Images for object localization:

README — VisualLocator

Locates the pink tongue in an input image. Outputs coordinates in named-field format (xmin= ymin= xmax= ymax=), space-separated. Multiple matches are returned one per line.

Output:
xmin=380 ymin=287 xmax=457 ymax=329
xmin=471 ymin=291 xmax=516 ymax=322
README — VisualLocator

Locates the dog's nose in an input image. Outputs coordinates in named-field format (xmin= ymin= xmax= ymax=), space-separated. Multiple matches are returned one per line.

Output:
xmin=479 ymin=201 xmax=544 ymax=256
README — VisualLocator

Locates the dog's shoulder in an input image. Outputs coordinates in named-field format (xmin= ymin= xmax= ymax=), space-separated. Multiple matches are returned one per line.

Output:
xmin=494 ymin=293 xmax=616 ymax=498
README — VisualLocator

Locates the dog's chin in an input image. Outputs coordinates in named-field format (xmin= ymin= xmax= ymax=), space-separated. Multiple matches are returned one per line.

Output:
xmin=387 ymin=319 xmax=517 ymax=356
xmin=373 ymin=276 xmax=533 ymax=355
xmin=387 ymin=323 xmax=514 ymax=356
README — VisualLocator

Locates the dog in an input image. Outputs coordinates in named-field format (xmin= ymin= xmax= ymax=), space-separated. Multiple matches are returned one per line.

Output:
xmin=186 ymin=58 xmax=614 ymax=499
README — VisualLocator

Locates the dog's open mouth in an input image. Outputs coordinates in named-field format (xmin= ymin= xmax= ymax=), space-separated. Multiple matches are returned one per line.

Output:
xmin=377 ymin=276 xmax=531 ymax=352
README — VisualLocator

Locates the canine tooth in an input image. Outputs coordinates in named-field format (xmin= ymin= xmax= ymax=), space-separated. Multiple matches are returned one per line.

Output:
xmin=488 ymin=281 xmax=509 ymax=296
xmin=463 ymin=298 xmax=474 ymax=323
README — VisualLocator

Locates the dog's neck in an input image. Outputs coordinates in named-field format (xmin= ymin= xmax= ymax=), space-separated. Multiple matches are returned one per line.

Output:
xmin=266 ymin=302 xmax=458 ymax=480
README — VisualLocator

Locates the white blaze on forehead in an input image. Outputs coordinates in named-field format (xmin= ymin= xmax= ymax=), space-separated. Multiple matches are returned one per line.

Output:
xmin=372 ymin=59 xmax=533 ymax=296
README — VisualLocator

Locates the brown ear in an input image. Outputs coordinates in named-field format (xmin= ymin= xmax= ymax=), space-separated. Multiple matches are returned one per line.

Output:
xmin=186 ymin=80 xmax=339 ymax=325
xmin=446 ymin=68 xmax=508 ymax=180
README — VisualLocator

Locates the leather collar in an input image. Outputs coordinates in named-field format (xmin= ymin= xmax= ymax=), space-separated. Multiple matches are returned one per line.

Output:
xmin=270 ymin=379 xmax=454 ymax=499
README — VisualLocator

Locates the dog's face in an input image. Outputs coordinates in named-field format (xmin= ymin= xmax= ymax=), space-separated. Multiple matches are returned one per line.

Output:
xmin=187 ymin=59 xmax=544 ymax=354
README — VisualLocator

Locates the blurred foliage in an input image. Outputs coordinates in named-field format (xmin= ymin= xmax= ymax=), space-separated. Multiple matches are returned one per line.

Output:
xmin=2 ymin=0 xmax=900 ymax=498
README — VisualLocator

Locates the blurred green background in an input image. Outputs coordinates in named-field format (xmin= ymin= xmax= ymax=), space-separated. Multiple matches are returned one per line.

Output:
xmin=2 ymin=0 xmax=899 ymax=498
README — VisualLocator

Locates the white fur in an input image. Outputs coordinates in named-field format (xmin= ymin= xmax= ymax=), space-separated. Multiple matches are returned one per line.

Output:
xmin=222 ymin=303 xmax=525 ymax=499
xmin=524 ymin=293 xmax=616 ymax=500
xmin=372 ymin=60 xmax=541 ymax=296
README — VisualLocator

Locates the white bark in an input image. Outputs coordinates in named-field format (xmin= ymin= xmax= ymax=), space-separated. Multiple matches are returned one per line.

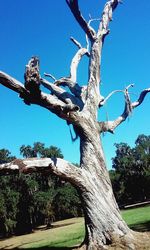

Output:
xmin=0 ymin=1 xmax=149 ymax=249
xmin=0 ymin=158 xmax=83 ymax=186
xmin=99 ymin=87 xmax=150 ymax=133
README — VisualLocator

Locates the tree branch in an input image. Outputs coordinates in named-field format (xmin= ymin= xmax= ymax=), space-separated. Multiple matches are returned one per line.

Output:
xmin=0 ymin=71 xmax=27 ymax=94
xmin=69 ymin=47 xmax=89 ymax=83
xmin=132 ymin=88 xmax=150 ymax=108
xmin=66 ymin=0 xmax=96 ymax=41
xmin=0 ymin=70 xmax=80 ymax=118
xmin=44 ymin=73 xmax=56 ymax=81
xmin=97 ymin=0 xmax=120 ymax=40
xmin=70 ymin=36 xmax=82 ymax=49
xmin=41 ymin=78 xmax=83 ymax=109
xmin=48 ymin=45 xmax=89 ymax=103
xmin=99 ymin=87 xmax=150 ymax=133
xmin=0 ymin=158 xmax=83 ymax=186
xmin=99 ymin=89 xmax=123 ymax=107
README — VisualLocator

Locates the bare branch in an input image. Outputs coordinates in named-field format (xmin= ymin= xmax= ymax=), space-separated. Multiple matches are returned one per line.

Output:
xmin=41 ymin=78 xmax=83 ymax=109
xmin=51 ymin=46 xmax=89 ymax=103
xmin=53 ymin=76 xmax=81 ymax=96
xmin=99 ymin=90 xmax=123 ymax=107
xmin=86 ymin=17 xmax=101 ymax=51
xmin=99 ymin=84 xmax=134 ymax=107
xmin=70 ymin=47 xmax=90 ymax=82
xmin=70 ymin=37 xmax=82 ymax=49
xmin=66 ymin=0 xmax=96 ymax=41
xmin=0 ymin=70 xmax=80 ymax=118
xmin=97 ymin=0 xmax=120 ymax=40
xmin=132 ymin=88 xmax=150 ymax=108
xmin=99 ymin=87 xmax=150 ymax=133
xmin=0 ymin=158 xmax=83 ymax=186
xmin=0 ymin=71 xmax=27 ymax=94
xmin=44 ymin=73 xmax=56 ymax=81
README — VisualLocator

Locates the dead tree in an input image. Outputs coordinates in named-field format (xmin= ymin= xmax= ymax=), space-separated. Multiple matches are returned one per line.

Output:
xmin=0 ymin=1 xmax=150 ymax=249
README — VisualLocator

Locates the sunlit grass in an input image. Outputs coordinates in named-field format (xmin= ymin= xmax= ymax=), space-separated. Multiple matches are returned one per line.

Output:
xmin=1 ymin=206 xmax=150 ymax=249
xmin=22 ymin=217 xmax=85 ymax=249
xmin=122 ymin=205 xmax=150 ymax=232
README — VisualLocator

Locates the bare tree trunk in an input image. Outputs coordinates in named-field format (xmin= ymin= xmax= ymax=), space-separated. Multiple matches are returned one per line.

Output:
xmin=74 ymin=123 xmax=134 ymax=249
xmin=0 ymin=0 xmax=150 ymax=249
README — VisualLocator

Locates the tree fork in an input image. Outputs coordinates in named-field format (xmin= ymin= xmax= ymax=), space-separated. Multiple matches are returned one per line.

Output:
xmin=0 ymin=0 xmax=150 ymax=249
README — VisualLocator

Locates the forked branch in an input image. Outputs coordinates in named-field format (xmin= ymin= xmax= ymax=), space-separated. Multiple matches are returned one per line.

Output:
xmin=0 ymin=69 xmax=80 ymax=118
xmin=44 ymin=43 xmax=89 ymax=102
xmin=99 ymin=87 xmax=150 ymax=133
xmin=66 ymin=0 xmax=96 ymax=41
---
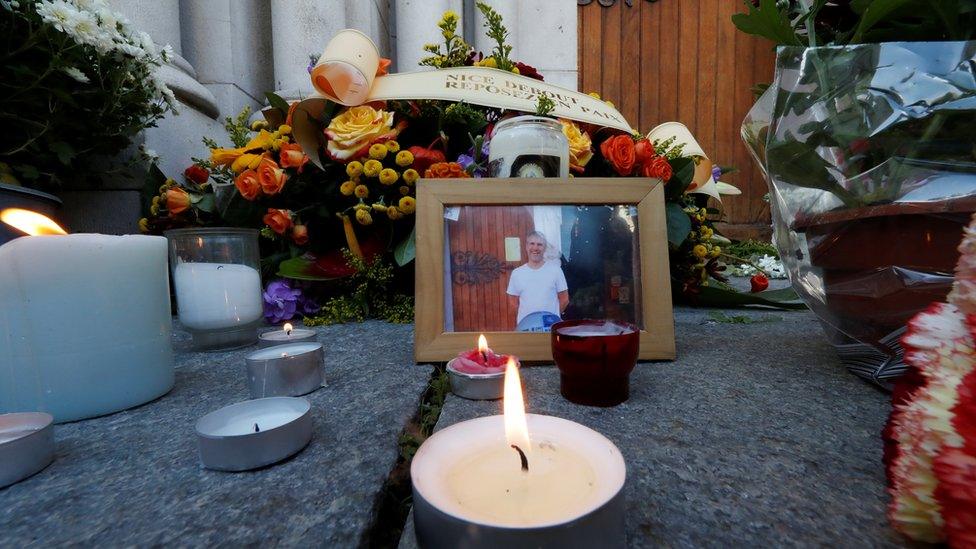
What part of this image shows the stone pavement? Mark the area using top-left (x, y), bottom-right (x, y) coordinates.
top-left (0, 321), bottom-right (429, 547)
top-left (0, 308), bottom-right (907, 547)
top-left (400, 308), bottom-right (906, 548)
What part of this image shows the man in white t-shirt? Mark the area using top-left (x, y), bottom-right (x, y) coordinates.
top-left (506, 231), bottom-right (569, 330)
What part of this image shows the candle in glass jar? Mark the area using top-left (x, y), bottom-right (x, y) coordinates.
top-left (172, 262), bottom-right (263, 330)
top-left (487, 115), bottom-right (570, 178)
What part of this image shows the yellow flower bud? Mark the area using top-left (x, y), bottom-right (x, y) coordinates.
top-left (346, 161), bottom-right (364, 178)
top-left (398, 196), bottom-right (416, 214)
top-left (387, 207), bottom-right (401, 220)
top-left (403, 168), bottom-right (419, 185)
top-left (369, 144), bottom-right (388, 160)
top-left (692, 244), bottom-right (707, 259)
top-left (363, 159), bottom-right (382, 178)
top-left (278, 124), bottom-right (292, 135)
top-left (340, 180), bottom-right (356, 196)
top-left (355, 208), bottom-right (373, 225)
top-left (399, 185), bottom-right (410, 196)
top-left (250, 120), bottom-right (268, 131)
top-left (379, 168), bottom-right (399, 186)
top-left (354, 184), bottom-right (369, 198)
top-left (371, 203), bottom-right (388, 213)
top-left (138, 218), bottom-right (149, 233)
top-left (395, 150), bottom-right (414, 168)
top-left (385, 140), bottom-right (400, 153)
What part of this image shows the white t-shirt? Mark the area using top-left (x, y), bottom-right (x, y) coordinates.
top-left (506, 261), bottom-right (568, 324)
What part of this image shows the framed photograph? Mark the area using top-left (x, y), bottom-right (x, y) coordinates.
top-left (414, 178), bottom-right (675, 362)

Exercise directions: Please return every line of the records that contains the word "tree".

Solution to the exercise:
Locates the tree branch in an input image. Outputs coordinates in named-field format (xmin= ymin= xmax= ymax=), space-separated. Multiple matches are returned one per line.
Locates the dead tree in an input image. Outputs coordinates in named-field format (xmin= ymin= xmax= ymax=), space-separated. Multiple matches are returned one per line.
Locates the bare tree trunk in an input image. Outputs coordinates in named-field format (xmin= ymin= xmax= ymax=), space-separated. Multiple matches are returned one per line.
Locates the tree fork in an input image. Outputs coordinates in named-field format (xmin= ymin= xmax= ymax=), space-separated. Multiple matches are returned one per line.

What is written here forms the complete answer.